↓↓↓
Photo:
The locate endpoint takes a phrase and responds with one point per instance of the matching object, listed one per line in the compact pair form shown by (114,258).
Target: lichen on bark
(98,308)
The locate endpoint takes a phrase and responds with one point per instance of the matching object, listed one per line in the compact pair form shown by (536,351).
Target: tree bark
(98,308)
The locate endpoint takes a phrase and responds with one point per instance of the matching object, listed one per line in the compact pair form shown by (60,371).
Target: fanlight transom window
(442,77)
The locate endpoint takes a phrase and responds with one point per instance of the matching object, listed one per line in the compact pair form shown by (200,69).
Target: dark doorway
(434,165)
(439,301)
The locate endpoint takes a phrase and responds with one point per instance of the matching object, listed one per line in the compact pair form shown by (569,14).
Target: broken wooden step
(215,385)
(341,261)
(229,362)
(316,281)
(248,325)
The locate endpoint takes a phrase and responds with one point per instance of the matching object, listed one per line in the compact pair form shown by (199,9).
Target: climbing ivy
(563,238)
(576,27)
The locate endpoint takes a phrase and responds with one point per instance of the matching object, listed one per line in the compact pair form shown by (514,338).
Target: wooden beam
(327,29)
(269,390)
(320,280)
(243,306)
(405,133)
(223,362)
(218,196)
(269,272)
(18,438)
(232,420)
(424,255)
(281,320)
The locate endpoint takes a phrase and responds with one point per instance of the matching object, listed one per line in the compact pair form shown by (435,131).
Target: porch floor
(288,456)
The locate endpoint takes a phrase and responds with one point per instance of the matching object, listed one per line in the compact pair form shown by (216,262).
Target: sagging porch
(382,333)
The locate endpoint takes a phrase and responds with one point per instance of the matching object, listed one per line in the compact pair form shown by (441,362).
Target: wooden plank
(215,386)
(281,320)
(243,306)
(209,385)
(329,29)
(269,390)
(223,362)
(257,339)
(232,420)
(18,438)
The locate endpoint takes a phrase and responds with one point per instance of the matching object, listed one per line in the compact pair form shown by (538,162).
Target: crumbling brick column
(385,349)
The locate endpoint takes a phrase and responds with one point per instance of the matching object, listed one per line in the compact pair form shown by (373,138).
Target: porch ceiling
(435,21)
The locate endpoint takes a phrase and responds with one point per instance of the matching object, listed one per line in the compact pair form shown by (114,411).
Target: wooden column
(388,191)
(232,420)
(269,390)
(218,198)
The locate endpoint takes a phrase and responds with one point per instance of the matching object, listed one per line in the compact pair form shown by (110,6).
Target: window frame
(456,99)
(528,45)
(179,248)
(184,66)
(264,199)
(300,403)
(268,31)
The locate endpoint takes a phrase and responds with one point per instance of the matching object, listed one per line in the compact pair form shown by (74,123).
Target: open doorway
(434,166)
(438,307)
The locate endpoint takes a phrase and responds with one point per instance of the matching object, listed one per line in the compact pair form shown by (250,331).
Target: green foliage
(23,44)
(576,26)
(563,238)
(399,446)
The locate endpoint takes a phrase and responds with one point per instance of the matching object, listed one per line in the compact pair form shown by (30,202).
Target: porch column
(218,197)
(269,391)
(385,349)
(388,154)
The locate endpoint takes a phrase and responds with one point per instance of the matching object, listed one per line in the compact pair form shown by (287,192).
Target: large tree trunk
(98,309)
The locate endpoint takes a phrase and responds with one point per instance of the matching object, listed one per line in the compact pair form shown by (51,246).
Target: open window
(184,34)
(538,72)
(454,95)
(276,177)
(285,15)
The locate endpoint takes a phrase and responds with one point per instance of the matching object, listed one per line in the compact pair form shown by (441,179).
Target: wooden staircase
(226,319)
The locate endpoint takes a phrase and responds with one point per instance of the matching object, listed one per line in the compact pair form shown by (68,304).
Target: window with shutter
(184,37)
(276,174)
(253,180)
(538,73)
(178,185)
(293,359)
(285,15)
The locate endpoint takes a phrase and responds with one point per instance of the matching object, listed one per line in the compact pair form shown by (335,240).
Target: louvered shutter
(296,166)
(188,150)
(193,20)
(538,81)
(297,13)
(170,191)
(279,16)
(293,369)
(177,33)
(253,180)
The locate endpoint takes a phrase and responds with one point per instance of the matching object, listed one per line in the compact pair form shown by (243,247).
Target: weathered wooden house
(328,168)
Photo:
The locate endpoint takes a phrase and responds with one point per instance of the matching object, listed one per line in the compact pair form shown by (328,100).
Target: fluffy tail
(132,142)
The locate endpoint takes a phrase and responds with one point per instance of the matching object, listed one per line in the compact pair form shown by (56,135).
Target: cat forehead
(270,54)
↑↑↑
Could you repeat exactly the lines in the listing above from the one with "shown by (287,192)." down to the one with "shown by (51,246)."? Include both of those lines.

The locate endpoint takes a phrase and responds with one point per instance of the matching object, listed one per line in the compact pair form shown by (287,192).
Target: large tree trunk
(98,309)
The locate endpoint takes a phrase and responds with one point per instance of the matching object, listed one per line in the compact pair form shown by (51,246).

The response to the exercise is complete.